• **Given exercise**:
Quote each line exactly, from the line that contains "the man's arm" down to the last line of the listing, and no other lines.

** BEGIN Data extract **

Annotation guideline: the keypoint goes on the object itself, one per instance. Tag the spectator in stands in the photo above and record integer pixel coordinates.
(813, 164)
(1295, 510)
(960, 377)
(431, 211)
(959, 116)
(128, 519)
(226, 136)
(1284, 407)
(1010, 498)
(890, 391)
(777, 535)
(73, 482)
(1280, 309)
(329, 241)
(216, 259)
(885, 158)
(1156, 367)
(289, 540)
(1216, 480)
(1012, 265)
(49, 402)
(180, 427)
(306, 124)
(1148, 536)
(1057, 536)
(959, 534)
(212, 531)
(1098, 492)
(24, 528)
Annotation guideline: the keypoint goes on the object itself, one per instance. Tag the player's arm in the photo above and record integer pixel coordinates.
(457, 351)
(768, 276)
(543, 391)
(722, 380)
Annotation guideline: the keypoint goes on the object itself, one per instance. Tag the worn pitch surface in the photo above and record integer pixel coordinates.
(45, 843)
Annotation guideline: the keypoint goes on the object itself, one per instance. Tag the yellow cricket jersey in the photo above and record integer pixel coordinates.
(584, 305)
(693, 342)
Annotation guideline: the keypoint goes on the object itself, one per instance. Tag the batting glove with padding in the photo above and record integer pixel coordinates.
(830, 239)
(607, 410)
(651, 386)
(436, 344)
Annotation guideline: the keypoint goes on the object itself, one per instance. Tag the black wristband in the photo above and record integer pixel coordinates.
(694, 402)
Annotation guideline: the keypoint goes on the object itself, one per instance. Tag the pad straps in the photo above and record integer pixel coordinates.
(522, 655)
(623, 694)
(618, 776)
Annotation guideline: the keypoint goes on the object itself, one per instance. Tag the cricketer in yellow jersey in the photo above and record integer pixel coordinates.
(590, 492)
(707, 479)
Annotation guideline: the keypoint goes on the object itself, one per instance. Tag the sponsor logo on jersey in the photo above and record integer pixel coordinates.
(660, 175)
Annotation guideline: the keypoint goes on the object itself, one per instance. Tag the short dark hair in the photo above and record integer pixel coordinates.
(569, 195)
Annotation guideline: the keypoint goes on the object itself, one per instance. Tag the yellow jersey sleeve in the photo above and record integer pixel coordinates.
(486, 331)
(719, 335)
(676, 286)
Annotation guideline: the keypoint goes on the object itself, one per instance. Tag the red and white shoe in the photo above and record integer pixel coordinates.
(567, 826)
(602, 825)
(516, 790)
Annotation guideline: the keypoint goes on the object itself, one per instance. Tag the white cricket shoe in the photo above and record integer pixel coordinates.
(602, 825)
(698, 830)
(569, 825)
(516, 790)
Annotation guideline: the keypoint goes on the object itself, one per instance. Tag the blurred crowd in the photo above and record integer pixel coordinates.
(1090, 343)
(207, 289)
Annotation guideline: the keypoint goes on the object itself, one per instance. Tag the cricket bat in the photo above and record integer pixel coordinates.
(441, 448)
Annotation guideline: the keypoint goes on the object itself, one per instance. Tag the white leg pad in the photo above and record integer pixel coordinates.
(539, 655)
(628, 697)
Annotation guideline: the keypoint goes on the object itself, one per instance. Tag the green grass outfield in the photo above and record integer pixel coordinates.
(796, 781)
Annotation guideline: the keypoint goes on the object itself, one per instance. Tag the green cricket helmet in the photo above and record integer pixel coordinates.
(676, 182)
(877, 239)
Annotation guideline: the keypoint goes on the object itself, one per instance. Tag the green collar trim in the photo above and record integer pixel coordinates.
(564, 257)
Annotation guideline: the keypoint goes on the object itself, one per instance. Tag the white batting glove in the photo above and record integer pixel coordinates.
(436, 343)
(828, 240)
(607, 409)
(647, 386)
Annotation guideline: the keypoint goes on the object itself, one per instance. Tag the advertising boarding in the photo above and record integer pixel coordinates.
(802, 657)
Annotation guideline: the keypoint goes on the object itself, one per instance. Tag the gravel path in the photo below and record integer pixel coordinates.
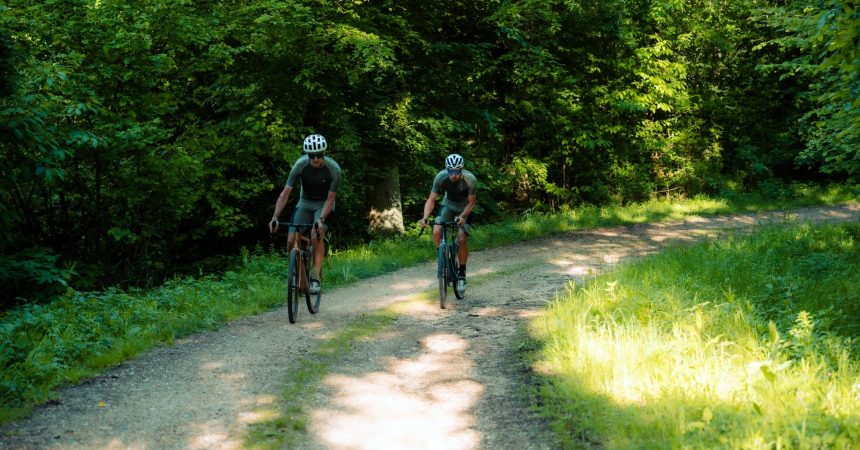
(446, 379)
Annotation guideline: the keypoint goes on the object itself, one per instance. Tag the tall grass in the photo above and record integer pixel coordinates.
(749, 342)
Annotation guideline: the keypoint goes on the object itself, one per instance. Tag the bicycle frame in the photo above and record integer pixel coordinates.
(299, 272)
(447, 266)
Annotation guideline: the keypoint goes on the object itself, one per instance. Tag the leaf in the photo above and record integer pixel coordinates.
(707, 415)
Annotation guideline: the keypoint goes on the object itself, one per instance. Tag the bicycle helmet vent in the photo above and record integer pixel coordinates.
(315, 143)
(454, 161)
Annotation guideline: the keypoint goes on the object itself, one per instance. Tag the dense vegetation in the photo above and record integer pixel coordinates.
(138, 138)
(747, 342)
(81, 333)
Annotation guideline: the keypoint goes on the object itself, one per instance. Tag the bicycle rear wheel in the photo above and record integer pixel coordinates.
(293, 286)
(313, 300)
(455, 272)
(442, 263)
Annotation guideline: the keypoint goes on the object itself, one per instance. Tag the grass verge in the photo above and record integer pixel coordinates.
(82, 333)
(748, 342)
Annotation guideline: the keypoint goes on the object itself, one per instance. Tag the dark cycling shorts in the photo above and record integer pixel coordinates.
(305, 213)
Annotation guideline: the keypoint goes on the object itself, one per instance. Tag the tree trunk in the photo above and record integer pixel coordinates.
(383, 199)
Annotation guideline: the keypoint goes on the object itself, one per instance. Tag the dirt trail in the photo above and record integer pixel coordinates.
(446, 379)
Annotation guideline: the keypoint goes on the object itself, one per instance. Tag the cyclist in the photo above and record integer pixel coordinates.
(460, 189)
(319, 176)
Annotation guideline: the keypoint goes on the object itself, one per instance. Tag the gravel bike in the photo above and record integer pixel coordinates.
(447, 263)
(301, 267)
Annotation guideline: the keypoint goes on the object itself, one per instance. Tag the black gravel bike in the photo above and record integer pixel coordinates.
(447, 263)
(301, 268)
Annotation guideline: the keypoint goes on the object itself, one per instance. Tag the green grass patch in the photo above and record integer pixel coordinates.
(284, 424)
(748, 342)
(80, 334)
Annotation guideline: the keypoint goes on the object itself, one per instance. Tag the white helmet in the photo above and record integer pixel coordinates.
(454, 161)
(315, 143)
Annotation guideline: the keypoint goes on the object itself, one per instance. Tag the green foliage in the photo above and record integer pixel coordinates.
(138, 139)
(742, 343)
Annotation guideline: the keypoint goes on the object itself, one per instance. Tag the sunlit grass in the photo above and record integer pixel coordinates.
(746, 343)
(80, 334)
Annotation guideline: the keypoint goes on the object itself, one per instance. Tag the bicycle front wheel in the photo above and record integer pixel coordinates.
(455, 272)
(293, 286)
(313, 299)
(442, 262)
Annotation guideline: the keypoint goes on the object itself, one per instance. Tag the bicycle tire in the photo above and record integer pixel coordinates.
(293, 286)
(455, 272)
(442, 264)
(312, 300)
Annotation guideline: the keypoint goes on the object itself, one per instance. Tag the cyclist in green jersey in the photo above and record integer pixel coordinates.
(460, 189)
(319, 176)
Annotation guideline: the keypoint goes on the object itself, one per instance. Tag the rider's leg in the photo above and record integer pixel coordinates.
(463, 250)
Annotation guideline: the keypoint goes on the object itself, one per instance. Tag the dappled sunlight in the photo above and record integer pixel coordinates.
(211, 435)
(413, 284)
(418, 308)
(315, 325)
(259, 416)
(422, 402)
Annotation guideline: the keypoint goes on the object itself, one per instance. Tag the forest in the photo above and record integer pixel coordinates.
(141, 139)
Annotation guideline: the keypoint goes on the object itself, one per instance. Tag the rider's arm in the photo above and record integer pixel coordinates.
(282, 201)
(472, 199)
(428, 205)
(327, 207)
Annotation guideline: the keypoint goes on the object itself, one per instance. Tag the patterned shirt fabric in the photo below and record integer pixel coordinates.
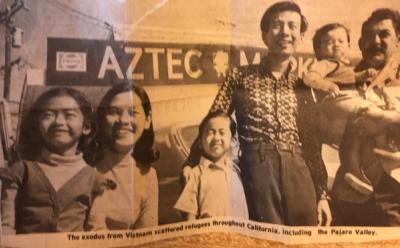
(214, 189)
(335, 71)
(274, 111)
(265, 107)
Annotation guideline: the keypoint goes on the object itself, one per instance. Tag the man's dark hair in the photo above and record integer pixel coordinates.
(278, 8)
(317, 39)
(143, 151)
(379, 15)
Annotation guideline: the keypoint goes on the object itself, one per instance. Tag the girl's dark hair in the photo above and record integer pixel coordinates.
(215, 114)
(317, 39)
(278, 8)
(30, 141)
(143, 151)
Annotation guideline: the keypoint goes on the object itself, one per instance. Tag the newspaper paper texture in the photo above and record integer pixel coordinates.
(125, 122)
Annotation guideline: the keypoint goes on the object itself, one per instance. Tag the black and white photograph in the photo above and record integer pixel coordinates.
(124, 122)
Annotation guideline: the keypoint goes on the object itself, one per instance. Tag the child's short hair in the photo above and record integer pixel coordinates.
(30, 141)
(216, 114)
(143, 151)
(317, 39)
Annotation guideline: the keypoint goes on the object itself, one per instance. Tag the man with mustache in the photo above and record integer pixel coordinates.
(379, 43)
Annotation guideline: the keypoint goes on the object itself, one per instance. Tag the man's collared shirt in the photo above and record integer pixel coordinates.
(275, 111)
(265, 107)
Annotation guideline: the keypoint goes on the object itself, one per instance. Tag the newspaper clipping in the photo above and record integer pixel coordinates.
(125, 122)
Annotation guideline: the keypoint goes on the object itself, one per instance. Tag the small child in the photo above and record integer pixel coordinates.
(52, 189)
(214, 187)
(330, 74)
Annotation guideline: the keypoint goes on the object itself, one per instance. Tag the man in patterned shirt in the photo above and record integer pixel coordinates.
(281, 166)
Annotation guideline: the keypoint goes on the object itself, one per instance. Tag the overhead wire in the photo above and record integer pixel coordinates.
(81, 15)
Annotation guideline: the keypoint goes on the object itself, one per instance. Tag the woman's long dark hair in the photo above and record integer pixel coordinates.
(30, 141)
(143, 151)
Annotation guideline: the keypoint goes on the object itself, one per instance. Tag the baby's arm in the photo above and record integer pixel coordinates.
(315, 77)
(316, 81)
(366, 75)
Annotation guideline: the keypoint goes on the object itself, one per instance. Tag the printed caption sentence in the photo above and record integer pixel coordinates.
(255, 227)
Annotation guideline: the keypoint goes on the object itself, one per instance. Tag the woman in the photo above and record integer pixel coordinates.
(126, 137)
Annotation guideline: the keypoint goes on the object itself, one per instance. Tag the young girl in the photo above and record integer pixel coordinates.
(126, 138)
(331, 74)
(214, 187)
(52, 189)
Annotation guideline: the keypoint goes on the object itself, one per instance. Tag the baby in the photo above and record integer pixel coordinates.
(332, 74)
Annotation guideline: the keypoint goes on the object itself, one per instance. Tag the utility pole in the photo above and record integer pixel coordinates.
(6, 20)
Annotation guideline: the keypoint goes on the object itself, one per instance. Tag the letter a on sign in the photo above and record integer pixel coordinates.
(109, 56)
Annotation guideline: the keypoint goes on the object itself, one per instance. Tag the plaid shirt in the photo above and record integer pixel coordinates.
(265, 107)
(274, 111)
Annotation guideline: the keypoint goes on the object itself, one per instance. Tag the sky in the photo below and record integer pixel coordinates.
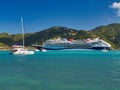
(42, 14)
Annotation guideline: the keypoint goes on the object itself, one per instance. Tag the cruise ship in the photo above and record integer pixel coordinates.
(63, 43)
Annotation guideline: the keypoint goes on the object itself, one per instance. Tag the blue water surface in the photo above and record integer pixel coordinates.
(60, 70)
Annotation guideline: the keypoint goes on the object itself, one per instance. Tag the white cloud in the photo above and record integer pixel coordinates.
(116, 6)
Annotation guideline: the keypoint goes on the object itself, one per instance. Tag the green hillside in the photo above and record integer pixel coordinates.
(109, 33)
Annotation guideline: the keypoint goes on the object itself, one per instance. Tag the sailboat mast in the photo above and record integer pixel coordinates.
(23, 32)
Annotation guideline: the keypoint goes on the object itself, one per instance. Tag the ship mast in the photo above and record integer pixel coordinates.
(23, 31)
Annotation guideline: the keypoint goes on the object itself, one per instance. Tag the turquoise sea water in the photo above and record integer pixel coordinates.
(61, 70)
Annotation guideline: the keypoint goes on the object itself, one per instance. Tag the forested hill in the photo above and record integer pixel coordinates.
(109, 33)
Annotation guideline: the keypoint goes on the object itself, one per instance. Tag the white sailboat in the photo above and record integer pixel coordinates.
(20, 49)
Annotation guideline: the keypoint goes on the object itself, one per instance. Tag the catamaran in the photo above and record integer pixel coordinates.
(20, 49)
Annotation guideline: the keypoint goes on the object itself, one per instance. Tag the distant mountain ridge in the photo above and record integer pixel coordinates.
(109, 33)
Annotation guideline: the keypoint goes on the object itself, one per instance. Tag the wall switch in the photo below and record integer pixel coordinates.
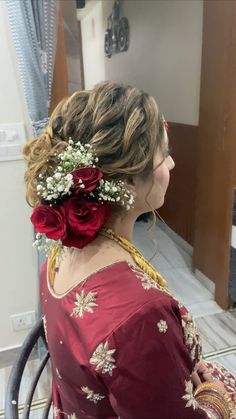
(23, 321)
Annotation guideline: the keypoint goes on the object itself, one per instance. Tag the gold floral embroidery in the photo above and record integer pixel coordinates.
(58, 374)
(45, 328)
(91, 395)
(189, 397)
(162, 326)
(191, 335)
(146, 281)
(103, 359)
(85, 302)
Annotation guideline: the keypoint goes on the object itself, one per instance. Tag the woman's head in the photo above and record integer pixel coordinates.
(122, 123)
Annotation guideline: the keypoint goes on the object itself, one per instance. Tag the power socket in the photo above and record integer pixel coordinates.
(23, 321)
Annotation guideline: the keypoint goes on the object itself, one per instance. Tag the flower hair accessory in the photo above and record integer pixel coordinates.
(76, 200)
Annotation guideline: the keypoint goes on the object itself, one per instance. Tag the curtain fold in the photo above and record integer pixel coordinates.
(33, 25)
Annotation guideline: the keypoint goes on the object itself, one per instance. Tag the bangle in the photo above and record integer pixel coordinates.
(213, 395)
(212, 403)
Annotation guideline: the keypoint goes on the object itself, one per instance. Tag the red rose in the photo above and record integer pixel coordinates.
(88, 176)
(85, 217)
(49, 220)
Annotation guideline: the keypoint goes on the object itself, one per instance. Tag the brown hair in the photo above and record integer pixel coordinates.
(122, 123)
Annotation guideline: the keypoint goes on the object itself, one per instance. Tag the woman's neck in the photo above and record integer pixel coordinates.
(122, 226)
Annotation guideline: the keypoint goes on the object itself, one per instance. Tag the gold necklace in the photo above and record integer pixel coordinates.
(138, 258)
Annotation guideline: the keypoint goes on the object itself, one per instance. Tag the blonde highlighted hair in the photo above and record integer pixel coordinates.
(123, 124)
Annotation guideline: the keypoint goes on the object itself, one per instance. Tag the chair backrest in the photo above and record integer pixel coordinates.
(13, 386)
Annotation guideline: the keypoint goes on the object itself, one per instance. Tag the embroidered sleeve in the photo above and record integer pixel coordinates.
(152, 374)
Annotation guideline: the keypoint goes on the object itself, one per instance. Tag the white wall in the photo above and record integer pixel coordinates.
(164, 57)
(92, 32)
(18, 267)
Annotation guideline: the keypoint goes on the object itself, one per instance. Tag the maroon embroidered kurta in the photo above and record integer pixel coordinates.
(122, 347)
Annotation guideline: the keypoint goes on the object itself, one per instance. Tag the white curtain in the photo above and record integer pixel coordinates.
(33, 25)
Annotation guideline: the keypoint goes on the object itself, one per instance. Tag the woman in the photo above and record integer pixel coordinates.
(121, 345)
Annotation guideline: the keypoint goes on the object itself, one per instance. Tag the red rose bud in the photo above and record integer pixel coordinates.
(85, 217)
(87, 176)
(49, 220)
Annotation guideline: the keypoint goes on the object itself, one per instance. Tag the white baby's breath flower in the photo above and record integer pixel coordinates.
(57, 175)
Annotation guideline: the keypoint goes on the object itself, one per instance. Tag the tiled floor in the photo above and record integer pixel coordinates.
(217, 328)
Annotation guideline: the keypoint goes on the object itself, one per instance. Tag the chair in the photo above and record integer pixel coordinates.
(13, 386)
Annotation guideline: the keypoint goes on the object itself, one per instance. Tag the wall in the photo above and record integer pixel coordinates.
(164, 57)
(18, 286)
(216, 147)
(92, 32)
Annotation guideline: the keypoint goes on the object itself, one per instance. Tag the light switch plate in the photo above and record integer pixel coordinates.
(12, 139)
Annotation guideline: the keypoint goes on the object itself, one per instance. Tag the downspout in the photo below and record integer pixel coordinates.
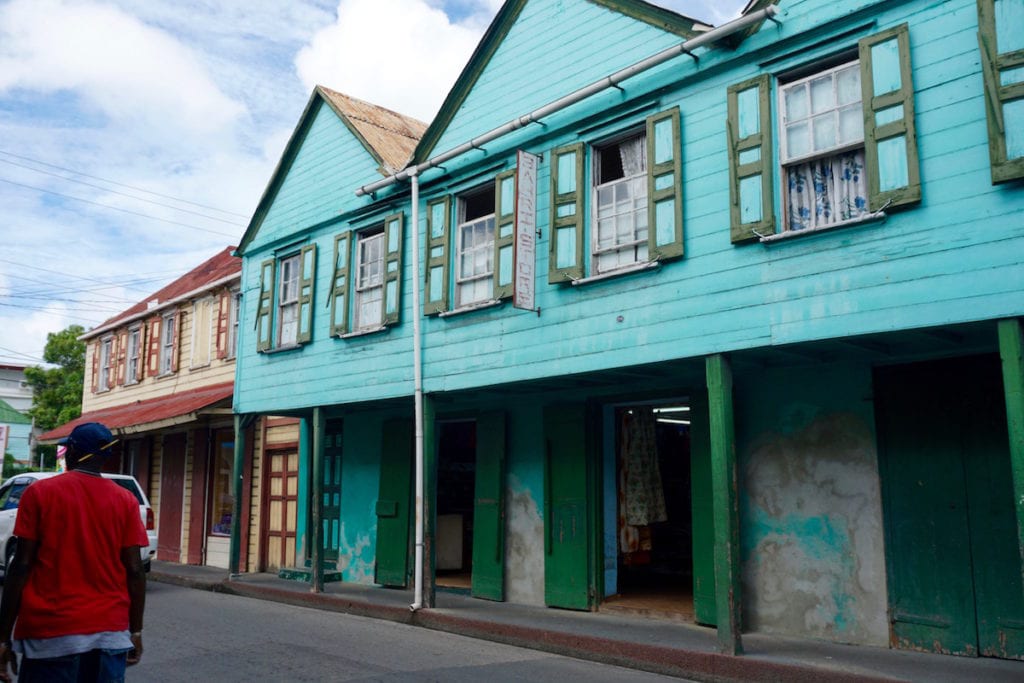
(417, 394)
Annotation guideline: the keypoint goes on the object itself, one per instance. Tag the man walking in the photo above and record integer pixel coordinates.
(76, 586)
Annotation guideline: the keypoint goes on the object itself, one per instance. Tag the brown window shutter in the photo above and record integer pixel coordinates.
(122, 366)
(223, 312)
(175, 347)
(154, 356)
(95, 366)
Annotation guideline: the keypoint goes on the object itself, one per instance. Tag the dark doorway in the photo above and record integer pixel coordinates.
(456, 479)
(654, 518)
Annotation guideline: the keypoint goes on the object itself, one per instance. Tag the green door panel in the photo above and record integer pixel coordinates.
(998, 593)
(488, 508)
(566, 570)
(930, 583)
(393, 504)
(705, 607)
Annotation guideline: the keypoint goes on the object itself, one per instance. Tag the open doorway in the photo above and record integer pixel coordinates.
(456, 480)
(650, 495)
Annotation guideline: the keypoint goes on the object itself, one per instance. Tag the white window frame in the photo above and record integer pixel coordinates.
(369, 282)
(105, 363)
(167, 327)
(636, 248)
(289, 269)
(786, 162)
(232, 323)
(132, 359)
(468, 290)
(203, 317)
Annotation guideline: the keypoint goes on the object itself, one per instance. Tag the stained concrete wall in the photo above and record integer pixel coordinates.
(811, 526)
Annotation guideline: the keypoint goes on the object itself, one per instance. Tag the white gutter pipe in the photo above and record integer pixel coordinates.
(418, 395)
(573, 97)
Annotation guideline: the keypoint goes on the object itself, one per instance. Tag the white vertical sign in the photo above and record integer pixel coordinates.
(524, 259)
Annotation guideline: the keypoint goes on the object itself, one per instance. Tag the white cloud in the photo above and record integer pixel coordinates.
(123, 68)
(402, 54)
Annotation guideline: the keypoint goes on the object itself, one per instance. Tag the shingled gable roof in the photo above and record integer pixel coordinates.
(388, 136)
(499, 29)
(219, 267)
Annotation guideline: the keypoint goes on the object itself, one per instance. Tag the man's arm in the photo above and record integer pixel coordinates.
(131, 558)
(15, 577)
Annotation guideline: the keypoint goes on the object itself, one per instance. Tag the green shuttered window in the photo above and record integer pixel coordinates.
(890, 136)
(1000, 38)
(285, 307)
(367, 283)
(853, 122)
(749, 132)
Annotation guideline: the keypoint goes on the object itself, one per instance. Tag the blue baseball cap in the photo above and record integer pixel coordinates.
(89, 437)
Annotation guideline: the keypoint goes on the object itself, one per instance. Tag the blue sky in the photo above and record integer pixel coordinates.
(136, 136)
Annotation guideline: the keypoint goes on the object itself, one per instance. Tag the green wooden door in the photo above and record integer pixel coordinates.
(331, 513)
(954, 579)
(566, 570)
(393, 503)
(488, 508)
(705, 607)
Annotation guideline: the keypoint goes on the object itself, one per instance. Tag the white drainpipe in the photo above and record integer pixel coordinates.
(418, 393)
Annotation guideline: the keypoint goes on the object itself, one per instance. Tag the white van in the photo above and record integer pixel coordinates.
(10, 495)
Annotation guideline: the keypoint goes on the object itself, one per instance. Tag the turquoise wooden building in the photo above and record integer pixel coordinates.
(721, 322)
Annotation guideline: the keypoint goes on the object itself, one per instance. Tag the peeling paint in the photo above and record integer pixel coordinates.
(524, 546)
(811, 536)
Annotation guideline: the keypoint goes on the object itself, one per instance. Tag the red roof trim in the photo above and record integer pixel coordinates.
(121, 418)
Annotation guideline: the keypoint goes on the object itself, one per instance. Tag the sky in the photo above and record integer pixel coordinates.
(136, 136)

** END Data extract **

• **Finished exercise**:
Annotation guideline: the keypoint goes on the object itself, one per instance. Tag the man's arm in the photo above and record integer pixel coordinates.
(131, 558)
(15, 577)
Annotation guideline: the keypoint goes on the object itself, one per instance. Tag the green shuttered window in the photo above and record integer pixel coordinates.
(890, 136)
(1000, 38)
(285, 307)
(367, 283)
(853, 122)
(749, 132)
Annotation guideline: the keypoint goes on the object itself, one per instance. Tag the blue baseball cap in the photo above and record integer pixel coordinates.
(89, 437)
Annotation guideline: the keypoint goes on the object itself, one per instance. Tag the blue sky in the photo above and record integer pixel coordinates.
(136, 136)
Annotation guideline: the keypoint goes on the object itself, one per instance. Tag the green wooden door in the photo above and record integer pixel coordinates.
(331, 513)
(954, 579)
(566, 570)
(393, 503)
(488, 508)
(705, 607)
Annotation guideline: the keypoint goes on the object itself, one per instance. Tag the white drainpipe in the photo above and record integer pixel coordinates.
(418, 393)
Annotation guideline: the keypoint goes on the object itself, one per instance. Tag the white van in the photo above and record integer pixel coordinates.
(10, 495)
Annotation guideline: the keypoint goes on the object itself, one per instance. Tag the turquoise wooden building in the photo above and record integer pixel coordinates.
(721, 322)
Annotation guideline: the keypoint goes on the object itself, one per instance. Tag the peeling paint in the photo above and record integer pixel coordinates.
(524, 546)
(811, 536)
Annotation guideline: the keypoint goes on the object itself, one per instance. Tag the red roof trim in the photo above and record integer pixel coordinates.
(121, 418)
Annotation guideline: the keypoint goes on the object itself, one per instance. Tag the sky in the photo above and record integer pixel coordinates.
(136, 136)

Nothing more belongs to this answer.